● Extract
Canada’s Process to Resettle 25,000 Syrian Refugees

Akre Camp for Syrian refugees from Rojava in Akre (Aqre) town, Dohuk Governorate, Kurdistan Region of Iraq

Working together with the United Nations Refugee Agency (UNHCR) and other nations, Canada is looking for registered individuals who wish to immigrate to Canada. An emphasis is placed on candidates deemed vulnerable, with highest priority going to: complete families, women at risk, and members of the LGBTI community. Refugees who are being privately sponsored are already identified with their information and applications in the hands of Immigration, Refugees and Citizenship Canada (IRCC).

Since November 17, 2015, the UNHCR has been contacting selected individuals who may be interested in resettling in Canada. If interested, they will be directed to go to the nearest UNHCR office where their identity will be verified. Their identity will be verified by their photo registration card and by an iris scan to ensure against fraud. After the individual’s identity has been verified they’ll proceed with an information session, followed by scheduling an interview with a Canadian visa officer.

● Source data
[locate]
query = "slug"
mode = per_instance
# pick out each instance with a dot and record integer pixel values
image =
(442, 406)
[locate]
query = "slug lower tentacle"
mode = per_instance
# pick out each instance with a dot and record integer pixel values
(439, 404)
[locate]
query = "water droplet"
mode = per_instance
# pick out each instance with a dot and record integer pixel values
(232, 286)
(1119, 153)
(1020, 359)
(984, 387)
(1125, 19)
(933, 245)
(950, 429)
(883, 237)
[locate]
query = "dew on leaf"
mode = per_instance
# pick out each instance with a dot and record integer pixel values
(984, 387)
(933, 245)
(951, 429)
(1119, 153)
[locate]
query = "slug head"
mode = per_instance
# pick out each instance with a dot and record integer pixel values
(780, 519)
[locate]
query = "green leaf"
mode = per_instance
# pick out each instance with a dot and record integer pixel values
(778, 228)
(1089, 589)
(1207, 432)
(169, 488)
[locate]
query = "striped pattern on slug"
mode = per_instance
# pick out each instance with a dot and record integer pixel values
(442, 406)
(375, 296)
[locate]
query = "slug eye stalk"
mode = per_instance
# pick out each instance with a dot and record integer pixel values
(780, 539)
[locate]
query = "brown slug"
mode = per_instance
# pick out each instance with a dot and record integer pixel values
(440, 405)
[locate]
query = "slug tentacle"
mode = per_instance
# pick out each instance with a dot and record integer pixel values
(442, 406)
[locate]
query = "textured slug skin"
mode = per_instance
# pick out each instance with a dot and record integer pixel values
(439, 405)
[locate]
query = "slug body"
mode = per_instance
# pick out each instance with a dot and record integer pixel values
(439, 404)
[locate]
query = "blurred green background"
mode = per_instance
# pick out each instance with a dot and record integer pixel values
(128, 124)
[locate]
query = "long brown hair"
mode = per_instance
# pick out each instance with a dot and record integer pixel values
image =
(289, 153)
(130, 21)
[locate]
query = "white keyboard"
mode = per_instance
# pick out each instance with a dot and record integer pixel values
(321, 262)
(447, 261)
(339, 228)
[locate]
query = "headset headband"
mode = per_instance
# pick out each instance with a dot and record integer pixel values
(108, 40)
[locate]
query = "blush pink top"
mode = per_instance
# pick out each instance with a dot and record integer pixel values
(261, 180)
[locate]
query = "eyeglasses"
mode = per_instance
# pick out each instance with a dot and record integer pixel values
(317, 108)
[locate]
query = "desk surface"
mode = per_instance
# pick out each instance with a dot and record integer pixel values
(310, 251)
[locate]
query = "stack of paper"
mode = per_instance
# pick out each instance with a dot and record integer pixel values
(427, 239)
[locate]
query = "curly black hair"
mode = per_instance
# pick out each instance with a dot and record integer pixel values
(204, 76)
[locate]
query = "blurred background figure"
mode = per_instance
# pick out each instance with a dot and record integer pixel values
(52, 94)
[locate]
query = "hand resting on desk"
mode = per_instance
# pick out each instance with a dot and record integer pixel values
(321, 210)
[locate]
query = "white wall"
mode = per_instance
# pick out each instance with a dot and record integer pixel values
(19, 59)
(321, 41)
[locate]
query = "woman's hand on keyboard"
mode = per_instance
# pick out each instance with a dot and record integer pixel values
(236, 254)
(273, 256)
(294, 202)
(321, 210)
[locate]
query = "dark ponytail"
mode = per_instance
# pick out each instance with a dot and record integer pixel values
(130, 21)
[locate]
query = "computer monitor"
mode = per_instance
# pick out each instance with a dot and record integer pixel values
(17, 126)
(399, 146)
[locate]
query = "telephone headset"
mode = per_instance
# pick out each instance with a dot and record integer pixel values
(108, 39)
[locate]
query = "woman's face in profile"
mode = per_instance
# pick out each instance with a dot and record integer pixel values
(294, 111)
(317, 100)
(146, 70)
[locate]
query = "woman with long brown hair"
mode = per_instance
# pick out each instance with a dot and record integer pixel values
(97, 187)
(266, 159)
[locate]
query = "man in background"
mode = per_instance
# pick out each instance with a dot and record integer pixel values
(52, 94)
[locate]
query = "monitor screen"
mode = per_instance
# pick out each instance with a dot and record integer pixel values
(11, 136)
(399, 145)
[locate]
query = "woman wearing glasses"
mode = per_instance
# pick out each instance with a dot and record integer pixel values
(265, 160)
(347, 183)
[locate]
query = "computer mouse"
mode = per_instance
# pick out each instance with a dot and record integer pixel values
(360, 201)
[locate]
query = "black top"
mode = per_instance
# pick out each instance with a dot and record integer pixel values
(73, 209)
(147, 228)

● Exercises
1. In the text on resettling Syrian refugees in Canada, by what two means is an individual's identity verified at the UNHCR office?
2. Repeat the text on resettling Syrian refugees in Canada word for word, starting at "Canada’s Process to" and ending at "Citizenship Canada (IRCC).".

● Solution set
1. By their photo registration card and an iris scan.

2.
Canada’s Process to Resettle 25,000 Syrian Refugees

Akre Camp for Syrian refugees from Rojava in Akre (Aqre) town, Dohuk Governorate, Kurdistan Region of Iraq

Working together with the United Nations Refugee Agency (UNHCR) and other nations, Canada is looking for registered individuals who wish to immigrate to Canada. An emphasis is placed on candidates deemed vulnerable, with highest priority going to: complete families, women at risk, and members of the LGBTI community. Refugees who are being privately sponsored are already identified with their information and applications in the hands of Immigration, Refugees and Citizenship Canada (IRCC).